__Work to be completed__. Copy every record below, exactly as written.

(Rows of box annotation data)
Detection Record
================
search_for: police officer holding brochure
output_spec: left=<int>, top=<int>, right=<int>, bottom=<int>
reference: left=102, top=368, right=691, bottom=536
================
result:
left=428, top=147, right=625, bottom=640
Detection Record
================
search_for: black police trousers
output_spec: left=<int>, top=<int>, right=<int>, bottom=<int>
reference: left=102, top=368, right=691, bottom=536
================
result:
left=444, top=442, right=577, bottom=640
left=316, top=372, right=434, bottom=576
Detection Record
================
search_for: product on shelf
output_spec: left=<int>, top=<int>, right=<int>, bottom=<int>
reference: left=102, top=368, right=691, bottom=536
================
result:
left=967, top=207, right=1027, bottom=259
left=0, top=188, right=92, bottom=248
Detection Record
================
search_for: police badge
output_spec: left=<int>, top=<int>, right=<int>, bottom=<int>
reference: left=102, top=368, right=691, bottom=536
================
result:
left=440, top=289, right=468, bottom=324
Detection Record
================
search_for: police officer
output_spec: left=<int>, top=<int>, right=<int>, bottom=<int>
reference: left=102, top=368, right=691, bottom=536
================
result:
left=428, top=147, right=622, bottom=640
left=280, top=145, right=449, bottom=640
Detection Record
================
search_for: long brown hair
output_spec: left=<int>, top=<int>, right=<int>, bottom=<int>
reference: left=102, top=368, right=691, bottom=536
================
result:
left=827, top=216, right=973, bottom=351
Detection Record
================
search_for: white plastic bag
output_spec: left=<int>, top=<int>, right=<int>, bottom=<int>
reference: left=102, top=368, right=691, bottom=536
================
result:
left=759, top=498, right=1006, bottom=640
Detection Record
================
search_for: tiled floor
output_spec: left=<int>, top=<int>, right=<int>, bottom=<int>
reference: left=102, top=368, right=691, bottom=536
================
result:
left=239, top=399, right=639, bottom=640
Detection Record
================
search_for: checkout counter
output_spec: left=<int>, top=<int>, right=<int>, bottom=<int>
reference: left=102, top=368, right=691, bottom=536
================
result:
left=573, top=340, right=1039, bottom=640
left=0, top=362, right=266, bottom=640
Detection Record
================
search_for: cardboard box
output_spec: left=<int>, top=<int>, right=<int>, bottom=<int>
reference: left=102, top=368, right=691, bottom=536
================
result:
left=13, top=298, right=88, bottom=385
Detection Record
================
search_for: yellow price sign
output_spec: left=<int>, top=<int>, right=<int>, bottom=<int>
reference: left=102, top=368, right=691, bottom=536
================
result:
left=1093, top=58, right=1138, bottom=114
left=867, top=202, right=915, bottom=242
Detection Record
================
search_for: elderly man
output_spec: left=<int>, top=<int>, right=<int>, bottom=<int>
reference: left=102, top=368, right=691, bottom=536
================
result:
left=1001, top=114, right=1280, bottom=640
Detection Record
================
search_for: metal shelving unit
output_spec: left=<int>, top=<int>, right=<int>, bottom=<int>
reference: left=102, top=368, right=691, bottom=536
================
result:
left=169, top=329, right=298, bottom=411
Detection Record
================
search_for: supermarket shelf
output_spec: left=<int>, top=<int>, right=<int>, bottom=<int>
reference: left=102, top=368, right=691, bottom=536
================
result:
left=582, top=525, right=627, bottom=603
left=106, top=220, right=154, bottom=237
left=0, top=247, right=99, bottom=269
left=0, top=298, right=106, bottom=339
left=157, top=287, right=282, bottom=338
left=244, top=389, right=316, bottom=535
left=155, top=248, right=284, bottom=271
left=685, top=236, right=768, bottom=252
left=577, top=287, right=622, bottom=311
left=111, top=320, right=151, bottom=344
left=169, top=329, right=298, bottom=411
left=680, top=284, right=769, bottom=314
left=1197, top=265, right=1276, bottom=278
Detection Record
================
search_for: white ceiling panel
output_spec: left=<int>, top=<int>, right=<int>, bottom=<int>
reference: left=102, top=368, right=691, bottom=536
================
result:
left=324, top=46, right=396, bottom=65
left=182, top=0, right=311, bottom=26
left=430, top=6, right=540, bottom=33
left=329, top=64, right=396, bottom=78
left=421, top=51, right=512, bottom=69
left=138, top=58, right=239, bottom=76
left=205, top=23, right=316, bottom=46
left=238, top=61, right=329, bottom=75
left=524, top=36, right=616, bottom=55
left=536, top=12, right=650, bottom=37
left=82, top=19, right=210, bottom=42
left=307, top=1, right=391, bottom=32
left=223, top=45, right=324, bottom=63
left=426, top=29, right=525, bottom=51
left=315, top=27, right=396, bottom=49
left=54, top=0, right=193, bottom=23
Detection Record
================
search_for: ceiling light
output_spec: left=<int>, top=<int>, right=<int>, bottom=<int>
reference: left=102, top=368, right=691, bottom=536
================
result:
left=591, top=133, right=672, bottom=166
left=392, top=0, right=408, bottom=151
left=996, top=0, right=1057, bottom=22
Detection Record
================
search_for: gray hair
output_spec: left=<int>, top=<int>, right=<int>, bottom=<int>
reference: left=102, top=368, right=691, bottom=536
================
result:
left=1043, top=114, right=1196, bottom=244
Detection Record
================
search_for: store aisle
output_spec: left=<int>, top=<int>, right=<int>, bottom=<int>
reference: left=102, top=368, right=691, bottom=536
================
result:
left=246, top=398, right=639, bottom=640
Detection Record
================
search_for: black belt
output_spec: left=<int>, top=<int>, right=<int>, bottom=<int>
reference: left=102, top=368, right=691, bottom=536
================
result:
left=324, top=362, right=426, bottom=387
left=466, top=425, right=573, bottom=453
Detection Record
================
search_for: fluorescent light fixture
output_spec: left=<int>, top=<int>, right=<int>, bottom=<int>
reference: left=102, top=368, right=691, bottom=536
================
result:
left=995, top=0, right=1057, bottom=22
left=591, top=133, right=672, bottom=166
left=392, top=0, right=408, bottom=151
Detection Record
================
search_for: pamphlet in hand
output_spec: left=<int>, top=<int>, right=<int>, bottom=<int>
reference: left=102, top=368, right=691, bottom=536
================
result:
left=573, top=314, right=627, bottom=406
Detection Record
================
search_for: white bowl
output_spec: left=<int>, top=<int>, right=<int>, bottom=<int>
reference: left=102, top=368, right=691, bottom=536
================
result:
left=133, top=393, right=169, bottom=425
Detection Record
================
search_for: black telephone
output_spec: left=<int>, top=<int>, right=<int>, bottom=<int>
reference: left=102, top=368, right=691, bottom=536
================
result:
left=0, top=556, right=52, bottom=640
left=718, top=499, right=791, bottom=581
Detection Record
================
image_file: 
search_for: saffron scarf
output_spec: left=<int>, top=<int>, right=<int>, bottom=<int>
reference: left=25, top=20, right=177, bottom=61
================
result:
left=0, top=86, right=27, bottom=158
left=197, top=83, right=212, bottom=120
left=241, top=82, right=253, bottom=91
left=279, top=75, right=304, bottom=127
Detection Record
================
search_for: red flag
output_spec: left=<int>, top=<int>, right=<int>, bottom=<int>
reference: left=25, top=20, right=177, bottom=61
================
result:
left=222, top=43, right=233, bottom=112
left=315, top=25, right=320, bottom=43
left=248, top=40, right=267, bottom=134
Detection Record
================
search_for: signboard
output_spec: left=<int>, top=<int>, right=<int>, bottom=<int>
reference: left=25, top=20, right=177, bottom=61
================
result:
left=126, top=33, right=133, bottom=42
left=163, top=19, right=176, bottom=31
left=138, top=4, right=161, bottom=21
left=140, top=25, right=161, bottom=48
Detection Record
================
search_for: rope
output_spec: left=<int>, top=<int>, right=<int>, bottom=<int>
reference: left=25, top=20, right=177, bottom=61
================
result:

__Worked answer__.
Detection Record
================
search_for: police officer holding brochure
output_spec: left=<int>, top=<int>, right=<int>, bottom=<int>
reference: left=102, top=368, right=691, bottom=536
================
result:
left=428, top=147, right=625, bottom=640
Detection Record
================
search_for: black police trousers
output_spec: left=<int>, top=<int>, right=<int>, bottom=<int>
reference: left=102, top=368, right=691, bottom=536
================
result:
left=444, top=442, right=577, bottom=640
left=316, top=372, right=434, bottom=576
Detection Record
================
search_for: product on shelf
output_spec: left=<int>, top=<int>, right=<int>, bottom=<int>
reference: left=102, top=368, right=691, bottom=536
================
result:
left=967, top=207, right=1027, bottom=259
left=0, top=188, right=92, bottom=248
Detection Record
================
search_for: police badge
output_spec: left=<int>, top=<int>, right=<int>, bottom=<int>
reference: left=102, top=368, right=691, bottom=536
================
result:
left=440, top=289, right=468, bottom=324
Detection Record
================
search_for: police officer
output_spec: left=<int>, top=<int>, right=<int>, bottom=<int>
reference: left=102, top=368, right=691, bottom=536
================
result:
left=428, top=147, right=622, bottom=640
left=280, top=145, right=449, bottom=640
Detection Record
================
search_for: long brown hair
output_spec: left=<int>, top=<int>, right=<int>, bottom=<int>
reference: left=102, top=368, right=691, bottom=536
================
result:
left=827, top=216, right=973, bottom=351
Detection Record
================
search_for: white plastic bag
output_spec: left=<int>, top=<int>, right=<int>, bottom=<int>
reference: left=102, top=368, right=691, bottom=536
================
result:
left=759, top=498, right=1006, bottom=640
Detection Record
================
search_for: tiled floor
output_spec: left=<int>, top=<int>, right=<int>, bottom=<int>
reference: left=102, top=368, right=691, bottom=536
================
result:
left=239, top=399, right=639, bottom=640
Detection Record
================
search_for: checkout counter
output_spec: left=<int>, top=<int>, right=<int>, bottom=<int>
reference: left=102, top=368, right=691, bottom=536
================
result:
left=573, top=340, right=1039, bottom=640
left=0, top=362, right=266, bottom=640
Detection Record
================
search_for: cardboard box
output_spec: left=<int>, top=<int>, right=<int>, bottom=<int>
reference: left=102, top=368, right=691, bottom=536
================
result:
left=13, top=298, right=88, bottom=385
Detection Record
================
search_for: yellow price sign
output_spec: left=<int>, top=<int>, right=<int>, bottom=<int>
reference: left=102, top=368, right=691, bottom=536
================
result:
left=1093, top=58, right=1138, bottom=114
left=867, top=202, right=915, bottom=242
Detection Record
================
search_for: elderly man
output_spec: left=<int>, top=<int>, right=<int>, bottom=<int>
reference: left=102, top=368, right=691, bottom=536
================
result:
left=1001, top=114, right=1280, bottom=640
Detection Record
================
search_for: metal shelving unit
output_spec: left=<int>, top=<int>, right=<int>, bottom=<int>
reference: left=102, top=368, right=691, bottom=536
================
result:
left=169, top=329, right=298, bottom=411
Detection Record
================
search_for: supermarket shelf
output_spec: left=<int>, top=<int>, right=<int>, bottom=<int>
reference: left=102, top=368, right=691, bottom=536
================
result:
left=582, top=525, right=627, bottom=603
left=106, top=220, right=154, bottom=237
left=0, top=247, right=99, bottom=269
left=0, top=298, right=106, bottom=339
left=157, top=287, right=282, bottom=338
left=244, top=389, right=316, bottom=535
left=155, top=248, right=284, bottom=271
left=685, top=236, right=768, bottom=252
left=577, top=287, right=622, bottom=311
left=111, top=320, right=151, bottom=344
left=169, top=329, right=298, bottom=411
left=680, top=284, right=769, bottom=314
left=1197, top=265, right=1276, bottom=278
Detection Record
================
search_for: white ceiling panel
output_spec: left=<int>, top=<int>, right=<int>, bottom=<int>
reference: left=102, top=368, right=691, bottom=536
================
result:
left=324, top=46, right=396, bottom=65
left=182, top=0, right=311, bottom=26
left=430, top=6, right=540, bottom=33
left=329, top=64, right=396, bottom=78
left=421, top=51, right=512, bottom=69
left=138, top=58, right=239, bottom=76
left=205, top=23, right=316, bottom=46
left=238, top=61, right=329, bottom=75
left=524, top=36, right=616, bottom=55
left=536, top=12, right=650, bottom=37
left=82, top=19, right=210, bottom=42
left=307, top=1, right=391, bottom=32
left=223, top=45, right=324, bottom=63
left=426, top=29, right=525, bottom=51
left=315, top=27, right=396, bottom=49
left=54, top=0, right=193, bottom=23
Detection Record
================
search_for: ceiling light
output_spec: left=<int>, top=<int>, right=<int>, bottom=<int>
reference: left=102, top=368, right=691, bottom=536
================
result:
left=591, top=133, right=672, bottom=166
left=392, top=0, right=408, bottom=151
left=996, top=0, right=1057, bottom=22
Detection Record
================
search_for: gray hair
output_spec: left=<int>, top=<int>, right=<int>, bottom=<int>
reference: left=102, top=368, right=691, bottom=536
================
result:
left=1043, top=114, right=1196, bottom=244
Detection Record
================
search_for: store aisle
output_spec: left=<int>, top=<int>, right=<int>, bottom=<int>
reference: left=102, top=368, right=691, bottom=536
================
result:
left=246, top=398, right=639, bottom=640
Detection Record
================
search_for: black belt
output_spec: left=<int>, top=<int>, right=<int>, bottom=<int>
reference: left=102, top=368, right=691, bottom=536
================
result:
left=324, top=362, right=426, bottom=387
left=466, top=425, right=573, bottom=453
Detection Record
================
search_for: fluorescent light fixture
output_spec: left=<int>, top=<int>, right=<int>, bottom=<int>
reference: left=102, top=368, right=691, bottom=536
================
result:
left=995, top=0, right=1057, bottom=22
left=591, top=133, right=672, bottom=166
left=392, top=0, right=408, bottom=151
Detection Record
================
search_for: pamphlet in hand
output_spec: left=<int>, top=<int>, right=<int>, bottom=<int>
reference: left=102, top=368, right=691, bottom=536
================
result:
left=573, top=314, right=627, bottom=406
Detection Record
================
search_for: white bowl
output_spec: left=<int>, top=<int>, right=<int>, bottom=<int>
reference: left=102, top=368, right=691, bottom=536
================
result:
left=133, top=393, right=169, bottom=425
Detection Record
================
search_for: black telephone
output_spec: left=<int>, top=<int>, right=<int>, bottom=<int>
reference: left=102, top=368, right=691, bottom=536
================
result:
left=0, top=556, right=52, bottom=640
left=718, top=499, right=791, bottom=581
Detection Record
================
image_file: 
search_for: saffron scarf
output_spec: left=<int>, top=<int>, right=<int>, bottom=<int>
reference: left=25, top=20, right=177, bottom=61
================
result:
left=0, top=86, right=27, bottom=158
left=197, top=83, right=212, bottom=120
left=241, top=82, right=253, bottom=91
left=279, top=75, right=304, bottom=127
Detection Record
================
search_for: red flag
output_spec: left=<int>, top=<int>, right=<int>, bottom=<int>
reference: left=25, top=20, right=177, bottom=61
================
result:
left=222, top=43, right=233, bottom=112
left=315, top=25, right=320, bottom=43
left=248, top=40, right=267, bottom=134
Detection Record
================
search_for: signboard
output_spec: left=<int>, top=<int>, right=<int>, bottom=<int>
reference: left=25, top=20, right=177, bottom=61
================
result:
left=126, top=33, right=133, bottom=42
left=163, top=19, right=176, bottom=31
left=138, top=4, right=161, bottom=21
left=140, top=25, right=161, bottom=48
Detection Record
================
search_for: rope
output_spec: left=<int>, top=<int>, right=<int>, bottom=<int>
reference: left=25, top=20, right=177, bottom=61
================
result:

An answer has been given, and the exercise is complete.